→ **EXTRACTED RECORDS**

■ ■ ■ ■ ■

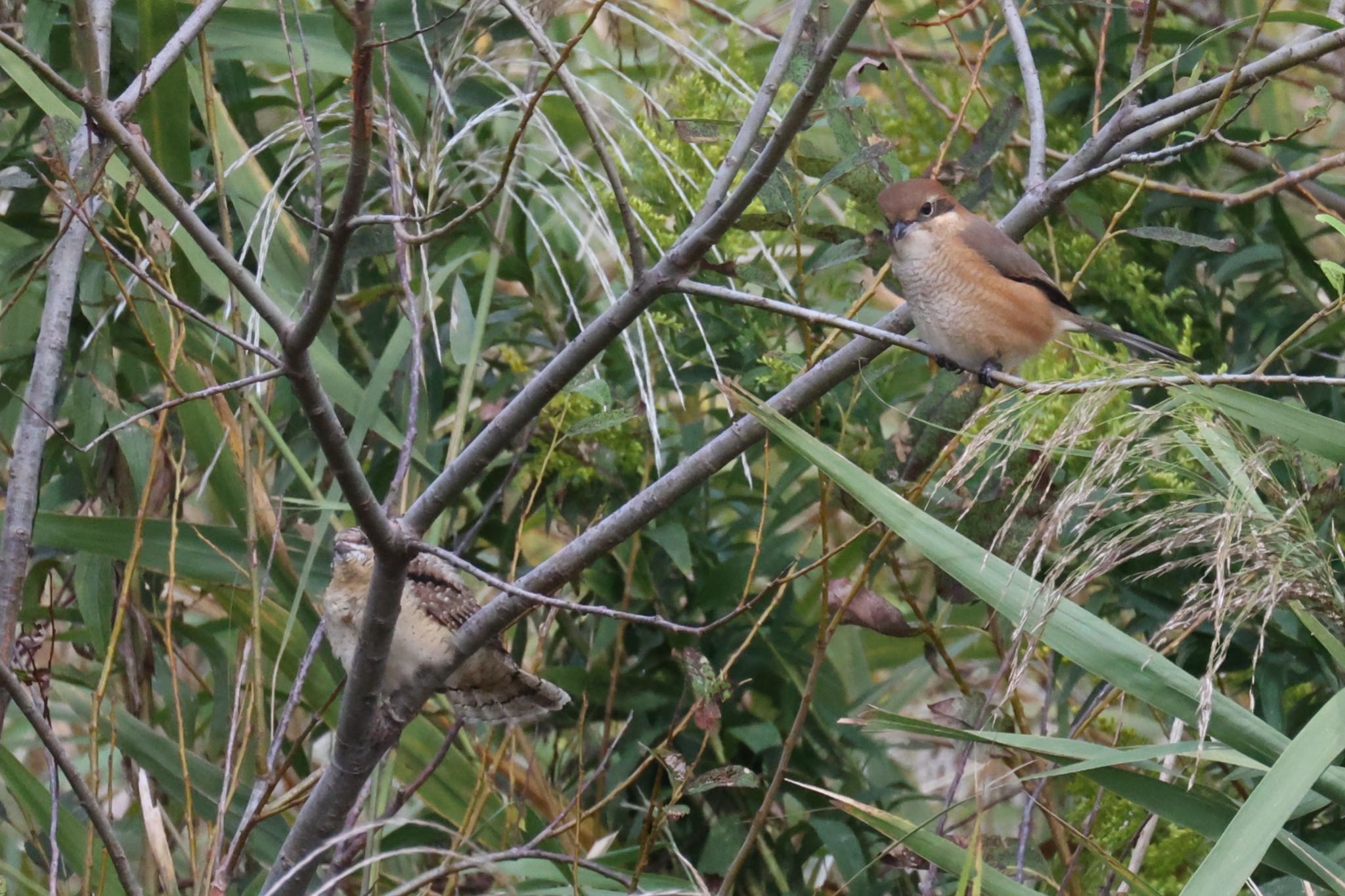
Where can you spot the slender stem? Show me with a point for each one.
(496, 616)
(609, 324)
(68, 767)
(1032, 88)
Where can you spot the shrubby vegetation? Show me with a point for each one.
(885, 710)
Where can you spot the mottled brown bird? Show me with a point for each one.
(489, 687)
(978, 300)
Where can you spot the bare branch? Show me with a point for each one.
(752, 123)
(322, 291)
(1057, 387)
(182, 399)
(1292, 179)
(1032, 88)
(1036, 203)
(87, 797)
(635, 513)
(557, 62)
(39, 400)
(585, 609)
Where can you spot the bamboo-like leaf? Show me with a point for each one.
(1290, 423)
(1250, 834)
(1069, 629)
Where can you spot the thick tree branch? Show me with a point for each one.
(322, 292)
(645, 507)
(608, 326)
(1032, 88)
(735, 159)
(167, 55)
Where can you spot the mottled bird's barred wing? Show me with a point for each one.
(440, 593)
(1011, 259)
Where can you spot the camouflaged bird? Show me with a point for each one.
(489, 687)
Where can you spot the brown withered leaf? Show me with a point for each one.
(870, 610)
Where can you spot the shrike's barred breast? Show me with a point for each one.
(977, 297)
(490, 687)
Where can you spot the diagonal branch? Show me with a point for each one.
(15, 689)
(608, 326)
(585, 113)
(1170, 110)
(39, 400)
(167, 55)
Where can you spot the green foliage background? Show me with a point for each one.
(177, 563)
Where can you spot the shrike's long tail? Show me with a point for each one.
(1130, 340)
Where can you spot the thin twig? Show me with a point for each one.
(413, 313)
(1032, 88)
(68, 767)
(557, 62)
(164, 60)
(182, 399)
(604, 330)
(322, 291)
(596, 140)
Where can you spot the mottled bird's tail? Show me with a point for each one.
(514, 696)
(1138, 343)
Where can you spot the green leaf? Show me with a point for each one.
(34, 800)
(865, 156)
(460, 323)
(1064, 626)
(1290, 423)
(1334, 273)
(837, 254)
(1184, 238)
(725, 777)
(927, 844)
(1245, 842)
(599, 422)
(1333, 221)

■ ■ ■ ■ ■

→ **PROMPT**
Reproduce the material exactly; omit the pictures.

→ **OUTPUT OF THE EXERCISE**
Where can you spot the slender stem? Show me with a point for each one.
(496, 616)
(609, 324)
(68, 767)
(1032, 88)
Where can you spot the shrubby vegetation? Show me with a point for each one.
(885, 710)
Where can you spot the mottled brown bird? Show me with a point for each one.
(489, 687)
(978, 300)
Where can you spot the bare branch? Show me with a point for each one.
(752, 123)
(322, 291)
(1057, 387)
(182, 399)
(1292, 179)
(1032, 88)
(1036, 203)
(87, 797)
(635, 513)
(557, 62)
(39, 400)
(585, 609)
Where can you spot the bamboo-like leaf? Show me with a point for each one.
(1290, 423)
(1250, 834)
(1069, 629)
Where can you spot the thick tree branch? Show me with a point for each one.
(322, 292)
(645, 507)
(608, 326)
(1032, 88)
(735, 159)
(167, 55)
Where can you spot the mottled bird's barred wing? Show me with a point for each one.
(440, 593)
(1011, 259)
Where can you spot the camouflaged bird? Show me with a point for each one.
(489, 687)
Where can you spot the brown withered leaf? Show me with a point for each one.
(870, 610)
Where can you spot the shrike's barred breast? Show me with a point for each one.
(977, 297)
(490, 687)
Where can you spot the diagonal branch? Show me with a point for each one.
(15, 689)
(608, 326)
(585, 113)
(1170, 110)
(39, 400)
(167, 55)
Where can you spot the green foliage background? Show me with a point for each one.
(177, 563)
Where can you spot the shrike's long tail? Show me with a point for each one.
(1130, 340)
Where can you spot the thin twig? Show me with a point for each one.
(413, 313)
(1032, 88)
(68, 767)
(557, 62)
(164, 60)
(182, 399)
(604, 330)
(322, 291)
(596, 140)
Where can you spot the mottled bird's tail? Show me with a point for each one.
(514, 696)
(1138, 343)
Where can you spot the green leaf? Show me with a point for each one.
(34, 800)
(865, 156)
(460, 323)
(1064, 626)
(1290, 423)
(1334, 273)
(837, 254)
(1184, 238)
(725, 777)
(927, 844)
(1245, 842)
(599, 422)
(1333, 221)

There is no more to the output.